When you have a tall tower it is quite easy to put up a high performance wire antenna for the low bands. My 160 meter antenna is a good example: a catenary tied off at the 40 meter level support a slanted T-top vertical that performs remarkably well. In the most recent Stew Perry TBDC in which I operated QRP I was able to work numerous Europeans, with my best distance slightly over 8000 km. Imagine if I had more than the present 8 × 30 meter radials.
Because it's a temporary antenna it will not see further improvement. I would like to do better on top band with a better antenna. For almost all of my ham career I had no antenna for 160 meter so I am now making up for lost time. My contest scores depend on it, as does my pursuit of DX.
My antenna is temporary because it has to be taken down from mid-spring to late summer -- a minimum of about 4 months -- due to the incompatibility of radials and hay harvesting. It is not only a better antenna I need but preferably one that is permanent. These two requirements -- better and permanent -- are not easily accomplished. I will be happy to have a better part-time antenna and a modest though permanent one.
To this end I am actively investigating options. In this article I'll run through what are, so far, the best of them. I think it is worth taking the time to blog about it because there are sure to be others in a similar situation. The ideas may be of wider interest. But to be clear, this is primarily about my station, my operating objectives and my constraints.
Independent full size vertical
This may be the ideal solution. It requires a new tower of at least 30 meters height, well separated from the two big towers and receive antennas. The former requirement is to ensure enough structural strength for a physical ¼λ vertical, which is 40 meters high. The latter is to avoid destructive interactions and coupling which would distort the radiation patterns of the vertical and the receive antennas.

---+---

#### GIVEN TASK A:
Count how many lines in the entries contain the string "hair". Give only that number.
The antenna article has no connection to the entries that come next.

#### GIVEN DATA:
---+---

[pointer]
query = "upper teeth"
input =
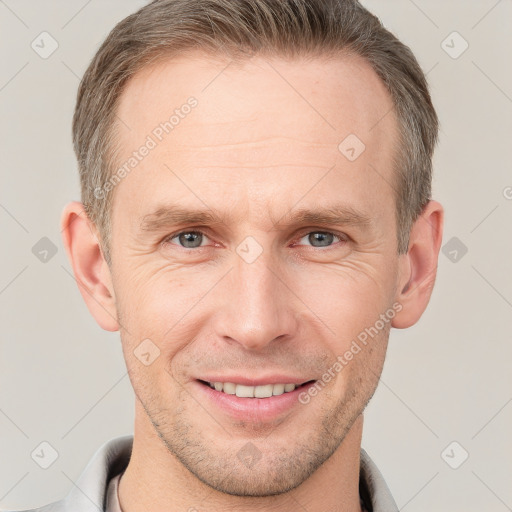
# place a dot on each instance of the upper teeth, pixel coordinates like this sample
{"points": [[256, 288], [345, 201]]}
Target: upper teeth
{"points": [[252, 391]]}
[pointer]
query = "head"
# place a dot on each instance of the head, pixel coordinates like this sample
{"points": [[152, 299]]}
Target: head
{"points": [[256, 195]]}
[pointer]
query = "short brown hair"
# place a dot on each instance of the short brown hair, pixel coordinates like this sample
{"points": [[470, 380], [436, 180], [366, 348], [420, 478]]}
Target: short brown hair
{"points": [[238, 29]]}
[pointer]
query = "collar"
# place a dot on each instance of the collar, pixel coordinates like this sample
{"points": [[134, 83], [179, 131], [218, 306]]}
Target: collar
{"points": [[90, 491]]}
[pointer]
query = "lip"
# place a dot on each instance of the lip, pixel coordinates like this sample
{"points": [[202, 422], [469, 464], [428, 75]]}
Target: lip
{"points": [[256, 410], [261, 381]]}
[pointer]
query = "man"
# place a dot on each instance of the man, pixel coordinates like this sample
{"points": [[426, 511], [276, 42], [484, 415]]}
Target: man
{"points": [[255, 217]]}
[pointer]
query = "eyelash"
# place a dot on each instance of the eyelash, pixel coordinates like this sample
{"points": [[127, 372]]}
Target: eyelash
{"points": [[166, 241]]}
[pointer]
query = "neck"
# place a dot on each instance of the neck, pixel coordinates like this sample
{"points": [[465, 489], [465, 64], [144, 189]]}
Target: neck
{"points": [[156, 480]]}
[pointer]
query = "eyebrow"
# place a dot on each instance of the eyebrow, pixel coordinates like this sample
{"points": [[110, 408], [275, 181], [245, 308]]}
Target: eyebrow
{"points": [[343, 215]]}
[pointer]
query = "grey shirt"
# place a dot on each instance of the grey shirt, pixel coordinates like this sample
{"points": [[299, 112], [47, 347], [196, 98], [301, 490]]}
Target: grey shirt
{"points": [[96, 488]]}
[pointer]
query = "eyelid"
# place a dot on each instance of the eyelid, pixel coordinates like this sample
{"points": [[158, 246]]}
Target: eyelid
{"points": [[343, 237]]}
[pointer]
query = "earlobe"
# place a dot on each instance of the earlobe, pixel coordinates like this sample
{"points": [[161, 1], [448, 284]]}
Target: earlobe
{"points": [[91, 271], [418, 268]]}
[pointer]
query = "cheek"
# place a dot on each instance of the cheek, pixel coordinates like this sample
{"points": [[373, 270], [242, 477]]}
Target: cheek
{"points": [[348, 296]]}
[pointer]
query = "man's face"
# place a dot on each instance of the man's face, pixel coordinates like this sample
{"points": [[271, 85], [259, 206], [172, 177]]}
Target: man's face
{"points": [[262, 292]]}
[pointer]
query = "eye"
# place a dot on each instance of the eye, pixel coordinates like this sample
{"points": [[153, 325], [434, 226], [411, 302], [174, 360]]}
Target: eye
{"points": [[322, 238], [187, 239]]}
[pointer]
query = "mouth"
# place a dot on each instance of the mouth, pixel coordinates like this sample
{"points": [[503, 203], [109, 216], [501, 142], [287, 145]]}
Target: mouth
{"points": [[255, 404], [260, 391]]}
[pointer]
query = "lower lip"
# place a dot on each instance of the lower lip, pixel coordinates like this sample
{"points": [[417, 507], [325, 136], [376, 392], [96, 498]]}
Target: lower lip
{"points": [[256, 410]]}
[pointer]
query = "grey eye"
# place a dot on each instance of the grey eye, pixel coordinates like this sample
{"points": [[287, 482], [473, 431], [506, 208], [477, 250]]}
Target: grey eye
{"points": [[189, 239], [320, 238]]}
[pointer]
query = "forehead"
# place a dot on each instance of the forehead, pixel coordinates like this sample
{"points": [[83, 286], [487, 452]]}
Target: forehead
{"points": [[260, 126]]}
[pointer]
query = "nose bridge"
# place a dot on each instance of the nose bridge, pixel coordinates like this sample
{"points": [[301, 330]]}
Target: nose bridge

---+---

#### GIVEN TASK B:
Print the antenna article again in full, word for word.

#### RIGHT ANSWER A:
3

#### RIGHT ANSWER B:
When you have a tall tower it is quite easy to put up a high performance wire antenna for the low bands. My 160 meter antenna is a good example: a catenary tied off at the 40 meter level support a slanted T-top vertical that performs remarkably well. In the most recent Stew Perry TBDC in which I operated QRP I was able to work numerous Europeans, with my best distance slightly over 8000 km. Imagine if I had more than the present 8 × 30 meter radials.
Because it's a temporary antenna it will not see further improvement. I would like to do better on top band with a better antenna. For almost all of my ham career I had no antenna for 160 meter so I am now making up for lost time. My contest scores depend on it, as does my pursuit of DX.
My antenna is temporary because it has to be taken down from mid-spring to late summer -- a minimum of about 4 months -- due to the incompatibility of radials and hay harvesting. It is not only a better antenna I need but preferably one that is permanent. These two requirements -- better and permanent -- are not easily accomplished. I will be happy to have a better part-time antenna and a modest though permanent one.
To this end I am actively investigating options. In this article I'll run through what are, so far, the best of them. I think it is worth taking the time to blog about it because there are sure to be others in a similar situation. The ideas may be of wider interest. But to be clear, this is primarily about my station, my operating objectives and my constraints.
Independent full size vertical
This may be the ideal solution. It requires a new tower of at least 30 meters height, well separated from the two big towers and receive antennas. The former requirement is to ensure enough structural strength for a physical ¼λ vertical, which is 40 meters high. The latter is to avoid destructive interactions and coupling which would distort the radiation patterns of the vertical and the receive antennas.